Maka siapa yang tidak kuasa (wajiblah atasnya) memberi makan enam puluh orang
miskin.
Dari
ayat di atas sudah jelas kaffarat bagi suami yang menzhihar seorang istri yaitu
memmerdekakan hamba sahaya, dan puasa 2 bulan berturut-turut, dan memberikan
makan anak yatim sebanyak 60 orang atau orang miskin.inilah hukuman bagi orang
yang menzhihar istri, jadi barang siapa yang ingkar terhadap hukuman tersebut,
maka tunggulah azab allah yang sangat pedih.
C. ASBABUN NUZUL AYAT DAN MUHASABAH
Ayat satu bercerita mengenai perkataan seorang
wanita (Khaulah Binti Tsa’labah) yang didengar oleh Allah yang mana dia
mengadukan suaminya yangtelah menziharnya kepada Rasulullah. Karena tidak ada
jawaban yang memuaskan hatinyadari
Rasululullah. Maka ia langsung berdo’a kepada Allah dan sampai datang
ayat 1-4.
1.
Q. S
Al-Mujadilah ayat 1
sebab Turunnya
ayat Ini ialah berhubungan dengan persoalan seorang wanita bernama Khaulah
binti Tsa´labah yang Telah dizhihar oleh suaminya Aus ibn Shamit, yaitu dengan
mengatakan kepada isterinya: Kamu bagiku seperti punggung ibuku dengan maksud
dia tidak boleh lagi menggauli isterinya, sebagaimana ia tidak boleh menggauli
ibunya. menurut adat Jahiliyah kalimat zhihar seperti itu sudah sama dengan
menthalak isteri.
Maka Khaulah mengadukan hal itu kepada Rasulullah s.a.w. Rasulullah menjawab,
bahwa dalam hal Ini belum ada Keputusan dari Allah. dan pada riwayat yang lain
Rasulullah mengatakan: Engkau Telah diharamkan bersetubuh dengan dia. lalu
Khaulah berkata: Suamiku belum menyebutkan kata-kata thalak Kemudian Khaulah
berulang kali mendesak Rasulullah supaya menetapkan suatu Keputusan dalam hal
ini, sehingga Kemudian turunlah ayat Ini dan ayat-ayat berikutnya.

▬▬▬▬▬▬

● **Petunjuk Tugas**:
• a. Jawab pertanyaan berikut berdasarkan teks bacaan tentang zhihar di atas, satu jawaban per baris:
(i) Siapa nama suami Khaulah binti Tsa´labah yang menzhiharnya?
(ii) Menurut adat Jahiliyah, kalimat zhihar seperti itu sudah sama dengan apa?
(iii) Apa jawaban Rasulullah ketika Khaulah mengadukan hal itu kepadanya?
• b. Lanjutkan teks bacaan tentang zhihar di atas, dimulai setelah kalimat terakhirnya.

Butir yang tercantum dalam set data
▬▬▬▬▬▬

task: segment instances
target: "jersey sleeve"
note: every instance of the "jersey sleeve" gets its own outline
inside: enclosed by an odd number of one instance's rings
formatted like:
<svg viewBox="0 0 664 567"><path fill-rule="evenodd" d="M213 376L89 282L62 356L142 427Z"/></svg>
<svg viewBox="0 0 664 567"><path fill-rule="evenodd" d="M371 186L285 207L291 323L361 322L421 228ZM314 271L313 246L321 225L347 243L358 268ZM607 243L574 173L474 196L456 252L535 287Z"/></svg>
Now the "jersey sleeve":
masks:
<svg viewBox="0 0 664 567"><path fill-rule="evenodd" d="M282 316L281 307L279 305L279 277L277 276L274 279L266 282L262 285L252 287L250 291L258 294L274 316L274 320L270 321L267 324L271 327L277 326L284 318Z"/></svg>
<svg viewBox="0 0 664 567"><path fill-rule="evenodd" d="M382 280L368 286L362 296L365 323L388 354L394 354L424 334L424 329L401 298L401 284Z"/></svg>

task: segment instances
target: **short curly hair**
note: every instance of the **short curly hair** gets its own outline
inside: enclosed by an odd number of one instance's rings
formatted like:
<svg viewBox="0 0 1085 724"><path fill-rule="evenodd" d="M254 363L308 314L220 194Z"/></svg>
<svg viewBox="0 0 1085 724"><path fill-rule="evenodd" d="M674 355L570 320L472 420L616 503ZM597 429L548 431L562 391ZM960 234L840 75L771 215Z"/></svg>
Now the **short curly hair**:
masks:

▬▬▬▬▬▬

● **Hasil Akhir**:
• a.
(i) Aus ibn Shamit
(ii) Menthalak isteri
(iii) Dalam hal ini belum ada keputusan dari Allah

• b.
2.
Q. S
Al-Azhab ayat 4
Pada suatu hari
Sa’ida, ibunya Zaid meminta ijin kepada suaminya untuk berkunjung ke
keluarganya di luar kota sambil membawa Zaid yang kala itu berusia 6 tahun.
Sesampainya di sana, keduanya disambut dengan suka cita mengingat sudah lama
sekali tidak bertemu. Namun malang, pada suatu malam sekelompok orang menyerang
kampung itu dan membunuhi penduduk laki-lakinya sementara para wanitanya
ditawan sebagai budak belian. Sa’da, ibunya Zaid dapat lolos tidak tertawan dan
kabur melapor pada suaminya, namun nasib Zaid ditawan sebagai budak.
Zaid ibn
Haritsah dijual belikan dari pasar ke pasar dan berpindah-pindah majikan dari
yang satu ke yang lainnya, hingga terakhir dia dibeli oleh Hakim ibn Hizam yang
merupakan saudara Sayyidah Hadijah, isteri Rasulullah. Karena Hadijah
menyukainya, maka Zaid dibelinya dan dihadiahkan kepada Rasulullah. Zaid hidup
ditengah keluarga Rasulullah dan Siti Hadijah yang sangat berbahagia dan dia
pun senang sekali memiliki majikan yang sangat baik serta menyayanginya. Untuk
itu dia tidak ragu-ragu lagi masuk Islam mengikuti ajaran Rasulullah. Dengan
demikian Zaid ibn Haritsah tercatat sebagai budak pertama yang masuk Islam dan
mengimani ajaran Rasulullah.
Haritsah yang
tidak henti-henti mencari Zaid, akhirnya mendengar dari orang-orang yang
sehabis Umrah, bahwa Zaid sebagai budak seorang utusan Allah, Muhammad. Dia
berangkat ke Mekkah dan mendatangi Rasulullah serta meminta untuk mengembalikan
Zaid kepadanya. Rasulullah memaklumi keinginan ayah Zaid yang telah berpisah dengan
buah hatinya, namun beliau menyerahkan sepenuhnya kepada Zaid mau ikut siapa.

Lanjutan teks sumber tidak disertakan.